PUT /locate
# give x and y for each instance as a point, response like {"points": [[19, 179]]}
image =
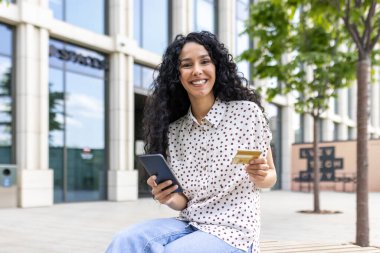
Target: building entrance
{"points": [[77, 123]]}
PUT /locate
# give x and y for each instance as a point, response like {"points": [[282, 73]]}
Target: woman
{"points": [[199, 114]]}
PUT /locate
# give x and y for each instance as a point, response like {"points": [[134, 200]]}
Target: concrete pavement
{"points": [[89, 227]]}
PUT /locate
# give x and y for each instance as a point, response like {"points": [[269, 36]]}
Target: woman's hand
{"points": [[261, 171], [174, 200]]}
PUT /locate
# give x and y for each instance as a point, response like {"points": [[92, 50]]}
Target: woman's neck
{"points": [[201, 106]]}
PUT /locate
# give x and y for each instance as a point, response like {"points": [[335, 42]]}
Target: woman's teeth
{"points": [[199, 82]]}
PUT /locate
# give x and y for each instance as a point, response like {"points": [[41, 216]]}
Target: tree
{"points": [[358, 23], [282, 28], [361, 20]]}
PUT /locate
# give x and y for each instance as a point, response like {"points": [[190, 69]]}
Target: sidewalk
{"points": [[89, 227]]}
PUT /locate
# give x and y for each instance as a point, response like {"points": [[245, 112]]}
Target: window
{"points": [[298, 125], [274, 117], [151, 24], [142, 77], [242, 41], [336, 104], [336, 131], [351, 133], [88, 14], [205, 15], [77, 122], [321, 128], [6, 100]]}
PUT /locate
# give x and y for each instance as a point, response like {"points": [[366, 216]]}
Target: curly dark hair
{"points": [[169, 100]]}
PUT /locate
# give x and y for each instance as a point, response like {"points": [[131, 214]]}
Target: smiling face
{"points": [[197, 71]]}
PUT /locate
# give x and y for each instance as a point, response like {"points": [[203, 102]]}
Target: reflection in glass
{"points": [[204, 15], [336, 131], [5, 111], [84, 136], [56, 130], [151, 24], [6, 40], [143, 76], [88, 14], [77, 128], [242, 40], [6, 126], [274, 118]]}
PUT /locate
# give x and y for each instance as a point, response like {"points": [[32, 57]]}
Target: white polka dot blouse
{"points": [[222, 199]]}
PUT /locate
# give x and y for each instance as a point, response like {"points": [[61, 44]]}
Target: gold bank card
{"points": [[244, 156]]}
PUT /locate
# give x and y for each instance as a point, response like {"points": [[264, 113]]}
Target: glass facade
{"points": [[88, 14], [274, 116], [6, 100], [205, 15], [298, 126], [336, 131], [142, 77], [242, 41], [152, 24], [77, 122]]}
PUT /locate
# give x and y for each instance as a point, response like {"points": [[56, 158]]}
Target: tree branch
{"points": [[358, 3]]}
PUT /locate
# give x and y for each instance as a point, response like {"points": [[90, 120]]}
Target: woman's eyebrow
{"points": [[189, 59]]}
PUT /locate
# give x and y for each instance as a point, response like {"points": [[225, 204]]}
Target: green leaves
{"points": [[311, 38]]}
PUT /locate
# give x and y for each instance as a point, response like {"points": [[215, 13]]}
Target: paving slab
{"points": [[89, 227]]}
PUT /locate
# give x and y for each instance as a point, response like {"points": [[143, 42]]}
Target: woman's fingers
{"points": [[159, 191]]}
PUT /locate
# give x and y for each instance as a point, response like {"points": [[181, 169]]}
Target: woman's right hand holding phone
{"points": [[176, 201]]}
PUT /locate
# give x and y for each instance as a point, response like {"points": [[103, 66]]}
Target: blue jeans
{"points": [[167, 236]]}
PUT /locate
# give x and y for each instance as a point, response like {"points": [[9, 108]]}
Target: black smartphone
{"points": [[155, 164]]}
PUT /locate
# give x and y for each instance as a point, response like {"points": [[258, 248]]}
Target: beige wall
{"points": [[347, 151]]}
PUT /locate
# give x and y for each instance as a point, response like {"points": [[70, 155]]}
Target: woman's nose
{"points": [[197, 70]]}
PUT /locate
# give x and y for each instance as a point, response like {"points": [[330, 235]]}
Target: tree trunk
{"points": [[362, 223], [316, 166]]}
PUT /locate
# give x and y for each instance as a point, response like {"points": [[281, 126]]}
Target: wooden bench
{"points": [[298, 247]]}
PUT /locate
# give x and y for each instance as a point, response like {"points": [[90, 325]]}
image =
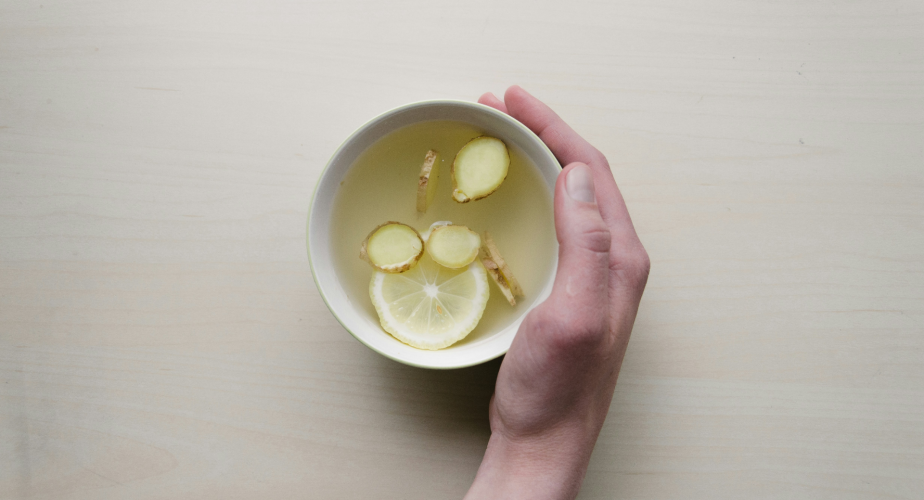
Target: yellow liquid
{"points": [[382, 186]]}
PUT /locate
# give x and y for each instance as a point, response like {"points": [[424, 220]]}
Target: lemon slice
{"points": [[430, 306]]}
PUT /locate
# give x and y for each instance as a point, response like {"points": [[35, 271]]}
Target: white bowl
{"points": [[359, 322]]}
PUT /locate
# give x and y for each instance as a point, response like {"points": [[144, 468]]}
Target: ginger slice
{"points": [[392, 247], [479, 169], [426, 184], [453, 246], [491, 267], [493, 254]]}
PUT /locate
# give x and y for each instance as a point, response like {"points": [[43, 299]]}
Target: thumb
{"points": [[584, 240]]}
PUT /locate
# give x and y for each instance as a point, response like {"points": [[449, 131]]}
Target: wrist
{"points": [[547, 466]]}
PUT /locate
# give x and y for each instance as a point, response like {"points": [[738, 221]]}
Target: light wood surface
{"points": [[161, 336]]}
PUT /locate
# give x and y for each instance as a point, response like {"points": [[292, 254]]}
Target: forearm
{"points": [[551, 467]]}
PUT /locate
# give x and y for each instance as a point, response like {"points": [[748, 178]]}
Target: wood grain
{"points": [[161, 336]]}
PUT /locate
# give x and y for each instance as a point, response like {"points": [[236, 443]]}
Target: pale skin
{"points": [[557, 380]]}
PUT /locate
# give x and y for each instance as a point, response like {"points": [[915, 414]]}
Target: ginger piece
{"points": [[392, 247], [426, 183], [453, 246], [491, 267], [479, 169], [494, 260]]}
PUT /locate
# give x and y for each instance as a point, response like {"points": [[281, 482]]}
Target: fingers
{"points": [[581, 285], [489, 99], [570, 147], [564, 142]]}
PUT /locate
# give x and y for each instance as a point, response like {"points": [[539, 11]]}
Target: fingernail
{"points": [[580, 184]]}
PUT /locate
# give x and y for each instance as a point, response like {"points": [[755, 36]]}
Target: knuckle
{"points": [[639, 265], [595, 236], [569, 331]]}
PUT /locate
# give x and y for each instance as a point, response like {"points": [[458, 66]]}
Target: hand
{"points": [[556, 382]]}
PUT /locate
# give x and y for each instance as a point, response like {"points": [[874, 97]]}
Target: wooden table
{"points": [[161, 336]]}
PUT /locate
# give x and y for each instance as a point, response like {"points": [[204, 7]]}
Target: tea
{"points": [[382, 186]]}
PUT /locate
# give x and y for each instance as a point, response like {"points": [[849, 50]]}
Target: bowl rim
{"points": [[314, 195]]}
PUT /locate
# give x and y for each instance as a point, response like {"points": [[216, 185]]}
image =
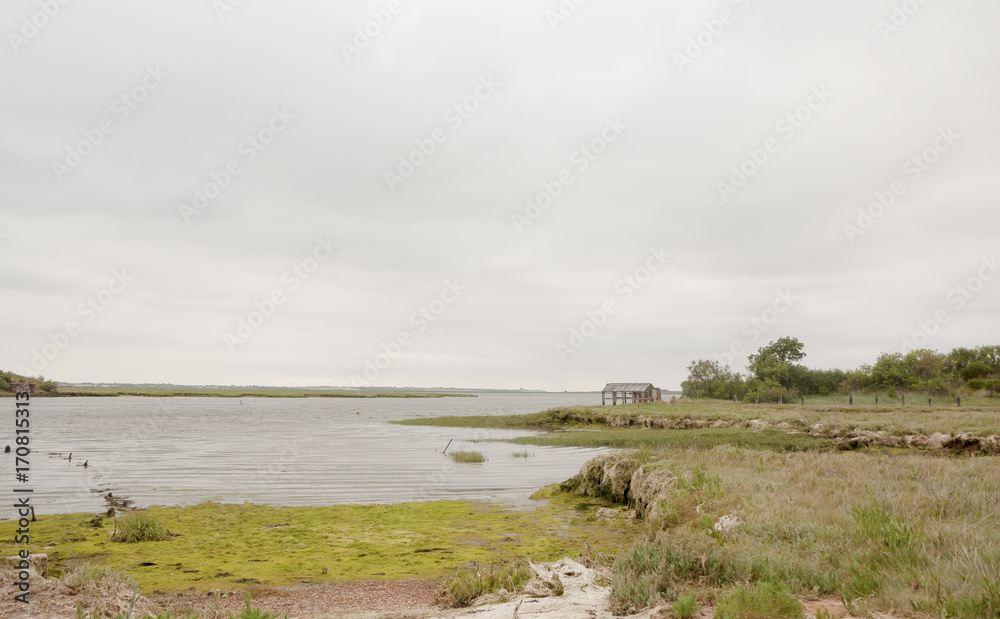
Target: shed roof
{"points": [[628, 387]]}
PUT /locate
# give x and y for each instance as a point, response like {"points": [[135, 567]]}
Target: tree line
{"points": [[774, 374]]}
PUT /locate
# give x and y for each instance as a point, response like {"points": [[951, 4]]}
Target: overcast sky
{"points": [[366, 195]]}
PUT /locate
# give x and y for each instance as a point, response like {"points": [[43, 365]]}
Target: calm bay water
{"points": [[315, 451]]}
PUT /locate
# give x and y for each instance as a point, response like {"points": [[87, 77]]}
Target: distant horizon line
{"points": [[322, 387]]}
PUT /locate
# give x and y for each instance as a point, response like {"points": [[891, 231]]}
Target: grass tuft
{"points": [[686, 606], [140, 526], [467, 584], [472, 457], [766, 600]]}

DIRECTIVE »
Transcribe all of the records above character for character. Exclude the pictures.

EXERCISE ANSWER »
PUT /locate
# give x and y for each instance as a point, response like {"points": [[19, 179]]}
image =
Target: building entrance
{"points": [[77, 123]]}
PUT /locate
# give x and y for each instance as a point, response like {"points": [[282, 73]]}
Target: woman
{"points": [[199, 114]]}
PUT /locate
# give x and y for each instance as a point, response like {"points": [[134, 200]]}
Target: concrete pavement
{"points": [[89, 227]]}
PUT /locate
# give x and y for each instance as a point, response like {"points": [[269, 36]]}
Target: woman's hand
{"points": [[261, 171], [174, 200]]}
PUT /locate
# give x and y for each instance as a point, response like {"points": [[92, 50]]}
Target: woman's neck
{"points": [[201, 106]]}
PUT /locate
# give x and y for each instance as a point, response like {"points": [[335, 42]]}
Target: woman's teeth
{"points": [[199, 82]]}
PUT /locate
# give x and y for each instance as a point, response like {"points": [[41, 216]]}
Target: tree
{"points": [[358, 23], [282, 28], [361, 20]]}
PUT /locate
# give x and y for each instance as a point, response like {"points": [[190, 69]]}
Target: sidewalk
{"points": [[89, 227]]}
PUT /locate
# give x and y for each instance as a point, response like {"points": [[245, 112]]}
Target: window
{"points": [[298, 125], [274, 117], [151, 24], [142, 77], [242, 41], [336, 104], [336, 131], [351, 133], [88, 14], [205, 15], [77, 122], [321, 128], [6, 100]]}
PUT /locate
# give x and y for each instance as a point, response like {"points": [[366, 216]]}
Target: curly dark hair
{"points": [[169, 100]]}
PUT /locate
# give x and y for each instance as a point, response like {"points": [[131, 214]]}
Target: smiling face
{"points": [[197, 71]]}
PUT /locate
# give x and y for each instance as a point, response like {"points": [[203, 102]]}
Target: reflection in glass
{"points": [[204, 15], [336, 131], [5, 111], [84, 136], [56, 130], [151, 24], [6, 40], [143, 76], [88, 14], [77, 128], [242, 40], [6, 126], [274, 118]]}
PUT /locate
# give x and y for each instance as a point, response like {"points": [[32, 57]]}
Target: white polka dot blouse
{"points": [[222, 199]]}
PUT /locate
# give x and y for each instance as a point, response like {"points": [[61, 44]]}
Target: gold bank card
{"points": [[244, 156]]}
PUT /locate
# give x and y for each instance as a point, response like {"points": [[264, 113]]}
Target: glass facade
{"points": [[88, 14], [274, 116], [6, 100], [205, 15], [298, 126], [336, 131], [142, 77], [242, 41], [152, 24], [77, 122]]}
PUT /locate
# give x and y for each instance as a point, response like {"points": [[56, 158]]}
Target: tree branch
{"points": [[358, 3]]}
PUT /locate
# give x and y for each instance as a point, response like {"points": [[90, 120]]}
Target: woman's eyebrow
{"points": [[189, 59]]}
PUT /locate
# give x and y for each instance as a point, response like {"points": [[225, 204]]}
Target: green leaves
{"points": [[311, 38]]}
PUT /locate
# give x and y for each instance as a point, response like {"points": [[215, 13]]}
Target: paving slab
{"points": [[89, 227]]}
PUT /locate
# give x and y for each instance as a point, response like {"points": [[143, 42]]}
Target: woman's fingers
{"points": [[159, 191]]}
PUT /locate
# give x and y for each instance as a point, response like {"points": [[181, 169]]}
Target: woman's right hand holding phone
{"points": [[176, 201]]}
PUT /locate
# give x and y for each instance as a point, response like {"points": [[103, 66]]}
Target: blue jeans
{"points": [[167, 236]]}
PUT /locate
# give x and y for each instance as a point, response like {"points": [[9, 108]]}
Target: black smartphone
{"points": [[155, 164]]}
PUT /locate
# give x and y for each instance as a point, response like {"points": [[258, 248]]}
Target: beige wall
{"points": [[347, 151]]}
PUT /locate
# give x and y for each instance as a point, response like {"points": [[70, 155]]}
Target: woman's nose
{"points": [[197, 70]]}
PUT /locate
# give x and y for each instance as a point, response like {"points": [[330, 235]]}
Target: tree trunk
{"points": [[362, 223], [316, 166]]}
PUT /locate
# give x and y for each instance as a point, response like {"points": [[281, 126]]}
Target: wooden bench
{"points": [[298, 247]]}
PUT /locate
# give x and y for each instance as a point, response like {"points": [[90, 325]]}
image =
Target: yellow liquid
{"points": [[382, 186]]}
PUT /locate
# give x and y for each instance as a point, response like {"points": [[424, 220]]}
Target: lemon slice
{"points": [[430, 306]]}
PUT /locate
# give x and y for each instance as a point, response like {"points": [[35, 271]]}
Target: white bowl
{"points": [[359, 322]]}
PUT /locate
# give x and y for each instance as a point, response like {"points": [[144, 468]]}
Target: ginger slice
{"points": [[392, 247], [479, 169], [426, 184], [453, 246], [491, 267], [493, 254]]}
PUT /locate
# give x and y for each instance as a point, response like {"points": [[43, 299]]}
Target: thumb
{"points": [[584, 240]]}
PUT /locate
# give x and y for each instance as a point, response like {"points": [[449, 131]]}
Target: wrist
{"points": [[547, 466]]}
PUT /locate
# give x and y for each instance as a point, response like {"points": [[738, 221]]}
Target: light wood surface
{"points": [[161, 336]]}
PUT /locate
# give x and y for each instance as a point, response like {"points": [[292, 254]]}
Target: forearm
{"points": [[551, 467]]}
PUT /locate
# give x and y for each instance as a point, response like {"points": [[748, 178]]}
Target: wood grain
{"points": [[161, 336]]}
PUT /locate
# give x and y for each instance as a point, response like {"points": [[236, 443]]}
Target: pale skin
{"points": [[557, 380]]}
PUT /locate
# give x and y for each instance as a point, response like {"points": [[915, 414]]}
Target: ginger piece
{"points": [[392, 247], [426, 183], [453, 246], [491, 267], [479, 169], [494, 260]]}
PUT /locate
# give x and y for each instance as a point, response like {"points": [[281, 482]]}
Target: fingers
{"points": [[581, 285], [489, 99], [570, 147], [564, 142]]}
PUT /locate
# give x and y for each instance as a point, response like {"points": [[539, 11]]}
Target: fingernail
{"points": [[580, 184]]}
PUT /locate
# give x and y for each instance as a point, response like {"points": [[755, 36]]}
Target: knuckle
{"points": [[639, 265], [595, 236], [569, 331]]}
PUT /locate
# give x and y for each instance as a point, response like {"points": [[458, 66]]}
Target: hand
{"points": [[556, 382]]}
PUT /locate
# give x and y for each instance as a point, response like {"points": [[874, 97]]}
Target: wooden table
{"points": [[161, 336]]}
PUT /locate
# give x and y for each instance as a point, response like {"points": [[204, 7]]}
Target: tea
{"points": [[382, 186]]}
PUT /locate
# give x and y for each instance as a point, response like {"points": [[849, 50]]}
Target: bowl rim
{"points": [[314, 195]]}
PUT /locate
# give x and y for each instance as a point, response like {"points": [[216, 185]]}
image =
Target: shed roof
{"points": [[628, 387]]}
PUT /locate
# give x and y for each instance as a point, response like {"points": [[135, 567]]}
Target: tree line
{"points": [[774, 374]]}
PUT /locate
# give x and y for each instance as a point, response like {"points": [[951, 4]]}
Target: overcast sky
{"points": [[366, 195]]}
PUT /locate
# give x and y for each instance as a point, response like {"points": [[43, 365]]}
Target: calm bay water
{"points": [[315, 451]]}
PUT /locate
# give x and y for each instance as a point, response like {"points": [[87, 77]]}
Target: distant horizon line
{"points": [[322, 387]]}
PUT /locate
# give x and y for each instance as a point, response like {"points": [[891, 231]]}
Target: grass tuft
{"points": [[686, 606], [140, 526], [467, 584], [472, 457], [766, 600]]}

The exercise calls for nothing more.